[Referring expression data]
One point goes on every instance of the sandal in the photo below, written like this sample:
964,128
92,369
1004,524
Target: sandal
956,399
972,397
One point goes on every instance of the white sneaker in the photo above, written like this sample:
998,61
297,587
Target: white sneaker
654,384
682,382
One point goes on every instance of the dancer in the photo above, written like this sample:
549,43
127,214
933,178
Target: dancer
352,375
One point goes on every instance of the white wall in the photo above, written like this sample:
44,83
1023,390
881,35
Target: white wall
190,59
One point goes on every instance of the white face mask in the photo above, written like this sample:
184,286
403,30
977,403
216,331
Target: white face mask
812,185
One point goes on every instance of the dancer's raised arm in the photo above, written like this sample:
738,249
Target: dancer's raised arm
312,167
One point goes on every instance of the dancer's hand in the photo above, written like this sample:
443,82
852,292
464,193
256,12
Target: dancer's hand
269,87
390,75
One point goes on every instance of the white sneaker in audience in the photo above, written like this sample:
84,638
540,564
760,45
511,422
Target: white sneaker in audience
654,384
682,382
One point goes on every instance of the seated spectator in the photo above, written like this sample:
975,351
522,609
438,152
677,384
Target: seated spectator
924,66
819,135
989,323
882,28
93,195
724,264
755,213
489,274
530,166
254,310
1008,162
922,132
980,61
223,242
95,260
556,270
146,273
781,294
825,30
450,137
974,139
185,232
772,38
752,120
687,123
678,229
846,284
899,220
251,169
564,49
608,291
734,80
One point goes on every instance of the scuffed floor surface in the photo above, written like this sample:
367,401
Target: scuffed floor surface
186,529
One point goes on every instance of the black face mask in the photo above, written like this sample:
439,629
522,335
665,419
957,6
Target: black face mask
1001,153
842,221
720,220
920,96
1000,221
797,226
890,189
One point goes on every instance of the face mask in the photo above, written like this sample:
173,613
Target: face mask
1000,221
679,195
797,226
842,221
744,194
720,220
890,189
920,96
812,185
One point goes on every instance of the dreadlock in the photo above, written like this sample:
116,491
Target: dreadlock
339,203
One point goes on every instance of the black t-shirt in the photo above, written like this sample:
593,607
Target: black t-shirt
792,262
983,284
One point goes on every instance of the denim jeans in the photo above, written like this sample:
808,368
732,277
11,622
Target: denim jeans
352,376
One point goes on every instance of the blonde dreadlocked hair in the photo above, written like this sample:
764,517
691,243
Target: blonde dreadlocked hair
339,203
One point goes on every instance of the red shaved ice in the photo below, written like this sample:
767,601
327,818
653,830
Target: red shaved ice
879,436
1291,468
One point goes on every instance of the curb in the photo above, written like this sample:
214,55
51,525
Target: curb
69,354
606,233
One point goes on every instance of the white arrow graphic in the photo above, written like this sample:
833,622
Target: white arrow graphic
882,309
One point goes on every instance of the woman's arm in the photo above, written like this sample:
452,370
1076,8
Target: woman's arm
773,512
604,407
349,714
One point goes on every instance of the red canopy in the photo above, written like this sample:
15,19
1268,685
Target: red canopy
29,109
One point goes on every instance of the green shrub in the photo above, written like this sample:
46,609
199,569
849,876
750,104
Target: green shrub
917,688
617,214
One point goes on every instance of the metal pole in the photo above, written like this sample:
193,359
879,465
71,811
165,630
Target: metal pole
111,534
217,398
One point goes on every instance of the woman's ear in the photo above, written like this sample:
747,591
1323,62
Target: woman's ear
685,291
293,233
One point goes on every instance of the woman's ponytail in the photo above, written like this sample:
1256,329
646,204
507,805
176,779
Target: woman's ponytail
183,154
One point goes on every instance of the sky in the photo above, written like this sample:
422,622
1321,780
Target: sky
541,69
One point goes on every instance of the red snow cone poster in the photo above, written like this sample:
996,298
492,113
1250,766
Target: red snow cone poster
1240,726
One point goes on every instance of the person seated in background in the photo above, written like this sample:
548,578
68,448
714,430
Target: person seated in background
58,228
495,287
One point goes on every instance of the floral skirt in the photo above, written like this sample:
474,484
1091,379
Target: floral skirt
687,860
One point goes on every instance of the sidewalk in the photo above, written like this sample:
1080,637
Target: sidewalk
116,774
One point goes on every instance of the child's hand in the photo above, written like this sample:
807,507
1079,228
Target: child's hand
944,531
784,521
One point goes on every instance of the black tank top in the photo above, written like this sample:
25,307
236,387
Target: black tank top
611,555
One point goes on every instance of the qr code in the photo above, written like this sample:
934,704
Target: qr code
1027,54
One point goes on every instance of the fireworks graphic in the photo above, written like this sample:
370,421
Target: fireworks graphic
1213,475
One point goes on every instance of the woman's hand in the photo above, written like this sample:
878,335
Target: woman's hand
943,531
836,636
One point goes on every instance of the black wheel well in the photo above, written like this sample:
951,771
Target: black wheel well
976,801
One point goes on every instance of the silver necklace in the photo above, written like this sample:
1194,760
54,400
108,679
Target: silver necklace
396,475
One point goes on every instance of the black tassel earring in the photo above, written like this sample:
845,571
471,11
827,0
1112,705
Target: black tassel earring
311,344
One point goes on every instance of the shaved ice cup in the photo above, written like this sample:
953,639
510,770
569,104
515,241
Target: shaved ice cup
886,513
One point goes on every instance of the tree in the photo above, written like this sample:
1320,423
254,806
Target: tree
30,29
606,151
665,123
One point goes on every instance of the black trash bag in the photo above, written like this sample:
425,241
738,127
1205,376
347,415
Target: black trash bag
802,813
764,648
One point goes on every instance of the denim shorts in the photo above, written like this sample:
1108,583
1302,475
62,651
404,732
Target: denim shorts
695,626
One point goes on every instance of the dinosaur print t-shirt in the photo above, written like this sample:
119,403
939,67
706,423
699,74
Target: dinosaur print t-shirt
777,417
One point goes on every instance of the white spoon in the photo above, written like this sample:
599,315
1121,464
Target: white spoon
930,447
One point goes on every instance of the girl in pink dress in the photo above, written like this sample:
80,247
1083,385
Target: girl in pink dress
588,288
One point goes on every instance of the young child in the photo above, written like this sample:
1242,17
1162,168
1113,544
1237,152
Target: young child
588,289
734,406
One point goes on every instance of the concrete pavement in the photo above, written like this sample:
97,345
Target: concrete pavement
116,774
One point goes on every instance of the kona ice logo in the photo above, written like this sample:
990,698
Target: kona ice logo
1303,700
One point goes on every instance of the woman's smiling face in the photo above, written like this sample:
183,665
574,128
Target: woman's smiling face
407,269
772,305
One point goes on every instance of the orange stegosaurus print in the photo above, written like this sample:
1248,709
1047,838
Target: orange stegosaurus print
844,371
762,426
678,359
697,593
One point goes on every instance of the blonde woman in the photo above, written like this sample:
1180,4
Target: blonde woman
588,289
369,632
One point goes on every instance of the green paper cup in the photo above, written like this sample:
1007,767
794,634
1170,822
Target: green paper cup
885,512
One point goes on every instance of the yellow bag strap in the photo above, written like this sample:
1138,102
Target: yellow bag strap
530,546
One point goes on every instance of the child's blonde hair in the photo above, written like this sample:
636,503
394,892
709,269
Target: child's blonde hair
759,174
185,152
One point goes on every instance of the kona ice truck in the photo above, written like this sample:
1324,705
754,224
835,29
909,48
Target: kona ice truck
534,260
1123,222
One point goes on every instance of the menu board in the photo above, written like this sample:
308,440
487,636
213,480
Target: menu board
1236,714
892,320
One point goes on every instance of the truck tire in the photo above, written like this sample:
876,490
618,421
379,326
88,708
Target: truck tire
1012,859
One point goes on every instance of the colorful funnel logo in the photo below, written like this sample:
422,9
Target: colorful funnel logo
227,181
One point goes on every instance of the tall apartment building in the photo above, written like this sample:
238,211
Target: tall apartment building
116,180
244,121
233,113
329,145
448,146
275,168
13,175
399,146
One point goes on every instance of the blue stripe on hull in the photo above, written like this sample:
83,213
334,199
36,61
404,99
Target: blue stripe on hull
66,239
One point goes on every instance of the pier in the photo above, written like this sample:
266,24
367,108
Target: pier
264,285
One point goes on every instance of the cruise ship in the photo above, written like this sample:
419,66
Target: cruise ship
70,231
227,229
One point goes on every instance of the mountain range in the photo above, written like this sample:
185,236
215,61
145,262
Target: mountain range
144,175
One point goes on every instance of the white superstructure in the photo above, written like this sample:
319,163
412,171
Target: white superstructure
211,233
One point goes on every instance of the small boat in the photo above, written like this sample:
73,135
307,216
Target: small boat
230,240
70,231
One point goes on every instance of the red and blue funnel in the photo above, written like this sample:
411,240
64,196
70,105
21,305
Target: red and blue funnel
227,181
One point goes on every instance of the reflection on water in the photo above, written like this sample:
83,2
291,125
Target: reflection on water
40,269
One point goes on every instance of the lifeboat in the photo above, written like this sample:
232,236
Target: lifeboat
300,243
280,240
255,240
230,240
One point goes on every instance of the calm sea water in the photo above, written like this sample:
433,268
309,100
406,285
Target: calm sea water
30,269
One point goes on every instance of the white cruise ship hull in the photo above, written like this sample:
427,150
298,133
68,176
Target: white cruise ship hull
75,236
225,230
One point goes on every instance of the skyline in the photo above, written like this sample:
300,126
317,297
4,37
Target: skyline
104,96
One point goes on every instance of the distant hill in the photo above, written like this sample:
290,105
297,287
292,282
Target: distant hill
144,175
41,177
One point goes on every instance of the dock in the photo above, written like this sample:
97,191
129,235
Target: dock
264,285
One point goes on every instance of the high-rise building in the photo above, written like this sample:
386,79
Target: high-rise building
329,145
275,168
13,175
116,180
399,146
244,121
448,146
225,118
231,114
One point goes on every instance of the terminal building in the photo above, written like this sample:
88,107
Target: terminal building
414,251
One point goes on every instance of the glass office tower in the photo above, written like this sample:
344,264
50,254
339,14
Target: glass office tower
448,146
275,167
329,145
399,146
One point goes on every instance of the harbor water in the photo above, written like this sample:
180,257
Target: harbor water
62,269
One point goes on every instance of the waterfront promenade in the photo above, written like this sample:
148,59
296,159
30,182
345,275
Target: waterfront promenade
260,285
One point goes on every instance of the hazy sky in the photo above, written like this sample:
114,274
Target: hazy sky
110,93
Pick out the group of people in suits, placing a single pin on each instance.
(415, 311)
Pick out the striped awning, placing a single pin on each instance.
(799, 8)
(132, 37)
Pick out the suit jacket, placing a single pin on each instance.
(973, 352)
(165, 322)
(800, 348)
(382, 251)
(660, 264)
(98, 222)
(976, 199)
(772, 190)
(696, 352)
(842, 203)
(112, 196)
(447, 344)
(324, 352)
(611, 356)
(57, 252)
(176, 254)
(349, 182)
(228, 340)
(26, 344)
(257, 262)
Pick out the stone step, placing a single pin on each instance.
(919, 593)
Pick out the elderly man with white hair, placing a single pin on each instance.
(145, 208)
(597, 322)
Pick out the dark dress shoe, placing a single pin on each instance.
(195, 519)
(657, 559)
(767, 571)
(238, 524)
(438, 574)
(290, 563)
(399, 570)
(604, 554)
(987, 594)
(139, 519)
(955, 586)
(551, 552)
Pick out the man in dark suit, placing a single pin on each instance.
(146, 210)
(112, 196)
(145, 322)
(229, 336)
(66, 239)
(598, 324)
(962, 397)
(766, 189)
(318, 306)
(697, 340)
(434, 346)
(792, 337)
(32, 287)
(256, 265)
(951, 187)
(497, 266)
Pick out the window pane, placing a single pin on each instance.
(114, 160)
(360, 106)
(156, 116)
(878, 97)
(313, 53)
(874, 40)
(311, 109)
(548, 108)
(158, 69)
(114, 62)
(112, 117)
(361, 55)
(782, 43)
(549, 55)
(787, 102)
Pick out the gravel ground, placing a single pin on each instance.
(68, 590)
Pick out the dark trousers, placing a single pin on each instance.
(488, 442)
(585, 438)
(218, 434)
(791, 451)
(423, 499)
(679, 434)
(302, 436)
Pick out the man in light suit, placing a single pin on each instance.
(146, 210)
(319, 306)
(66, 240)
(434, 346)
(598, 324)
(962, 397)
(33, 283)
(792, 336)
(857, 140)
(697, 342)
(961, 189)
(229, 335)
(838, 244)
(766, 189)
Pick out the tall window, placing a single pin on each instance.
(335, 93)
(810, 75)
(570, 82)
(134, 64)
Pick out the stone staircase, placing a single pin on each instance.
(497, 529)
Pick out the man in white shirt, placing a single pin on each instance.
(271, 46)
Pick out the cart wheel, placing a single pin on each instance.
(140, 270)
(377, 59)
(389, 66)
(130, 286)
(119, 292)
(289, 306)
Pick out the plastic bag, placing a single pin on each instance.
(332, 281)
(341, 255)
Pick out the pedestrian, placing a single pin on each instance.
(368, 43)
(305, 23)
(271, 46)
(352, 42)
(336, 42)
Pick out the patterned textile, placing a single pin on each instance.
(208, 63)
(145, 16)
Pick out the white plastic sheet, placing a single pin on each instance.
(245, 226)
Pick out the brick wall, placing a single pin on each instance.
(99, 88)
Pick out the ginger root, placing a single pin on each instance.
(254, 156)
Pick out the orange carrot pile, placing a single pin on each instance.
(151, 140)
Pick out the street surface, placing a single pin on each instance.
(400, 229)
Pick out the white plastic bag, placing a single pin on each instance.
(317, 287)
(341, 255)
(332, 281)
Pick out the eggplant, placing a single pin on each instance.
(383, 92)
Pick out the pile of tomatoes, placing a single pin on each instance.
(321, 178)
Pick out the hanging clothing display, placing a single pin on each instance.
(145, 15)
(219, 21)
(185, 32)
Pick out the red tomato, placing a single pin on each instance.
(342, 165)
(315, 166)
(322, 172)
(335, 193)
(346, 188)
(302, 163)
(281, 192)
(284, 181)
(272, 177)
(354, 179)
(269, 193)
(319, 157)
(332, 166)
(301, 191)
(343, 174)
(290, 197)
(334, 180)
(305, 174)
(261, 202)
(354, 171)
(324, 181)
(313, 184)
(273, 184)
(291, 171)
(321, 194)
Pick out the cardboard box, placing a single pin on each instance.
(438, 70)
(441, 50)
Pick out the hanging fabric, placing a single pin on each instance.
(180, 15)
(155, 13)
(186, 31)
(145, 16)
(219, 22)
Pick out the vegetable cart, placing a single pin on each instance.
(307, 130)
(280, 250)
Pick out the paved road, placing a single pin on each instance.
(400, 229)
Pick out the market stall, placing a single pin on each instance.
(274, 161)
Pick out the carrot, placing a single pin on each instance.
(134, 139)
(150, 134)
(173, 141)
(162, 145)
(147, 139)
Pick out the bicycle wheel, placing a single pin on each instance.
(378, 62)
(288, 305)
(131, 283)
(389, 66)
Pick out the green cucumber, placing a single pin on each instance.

**Exercise objective**
Copy every line in the data above that has the string "below" in it.

**Exercise solution**
One point goes on every instance of the sandal in the photo below, written like this sample:
One point goes on every instance of the red shaved ice in the photo below, written like this sample:
One point goes on every instance of the colorful funnel logo in the photo below, written like this sample:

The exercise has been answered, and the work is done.